Solo tenía 13 años cuando la secuestraron mientras iba a la escuela. La llevaron a una base militar ubicada en un bosque. “Me dieron una pistola y me formaron como soldado. Lo odiaba, y me escapé”. Pero solo lo logró un año después. Un año que vivió en condiciones horrendas.
“Nos obligaban a saquear para llevar comida al grupo. Eso incluía dar palizas o incluso matar a gente. Incluidos niños”, dice mirando hacia abajo. Tres dedos de su mano derecha suben y bajan por su antebrazo derecho a un ritmo constante, casi como si se estuviera reconfortando a sí misma. “Vi cómo mataban a gente, también a gente del grupo, porque si desobedeces, los jefes te matan”.

▸ Ítems proporcionados:
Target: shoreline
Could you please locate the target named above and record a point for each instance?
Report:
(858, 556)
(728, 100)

▸ Ejercicio:
Retoma el relato de la niña secuestrada camino de la escuela justo después de su última oración. Los ítems no intervienen en esta tarea.

▸ Tu respuesta:
Una de las niñeras del centro de formación entra en la sala de costura con un bebé en brazos. En cuanto el pequeño, de 10 meses, ve a Anna, le echa los brazos. Tiene hambre, así que se acerca al pecho. Anna le acaricia mientras le da de mamar. Su bebé no sabe lo que es ser un “bebé del bosque”. Los matrimonios y embarazos precoces son muy comunes en Sudán del Sur, también entre las niñas utilizadas en grupos armados.
Anna dice que era especialmente difícil ser una niña en el grupo. Los comandantes las tomaban como esposas, pero eso no evitaba que otros soldados las violaran. “En algún momento, los jefes emitieron una orden diciendo que matarían a los soldados que tocaran a alguna niña”, dice Anna. “Trataron de protegernos de los chicos”.
La mirada de Anna es vacía y está fija en una mancha roja del suelo.
“¿Cómo es hablar del pasado?”
“Es difícil. Todavía duele”.
Eunice, trabajadora social, está sentada junto a Anna todo el tiempo. Ella ha sido una roca en la vida de Anna los últimos dos años. Es el hombro sobre el que llorar, la mano que agarrar cuando las cosas se ponen feas, la que da consejos y la mayor animadora cada vez que Anna da un paso hacia delante.
“He pasado muchas horas hablando con Anna sobre lo que ocurrió. Estaba muy traumatizada y aterrorizada cuando escapó, y tenía motivos para ello. Ahora está mucho mejor”, cuenta Eunice.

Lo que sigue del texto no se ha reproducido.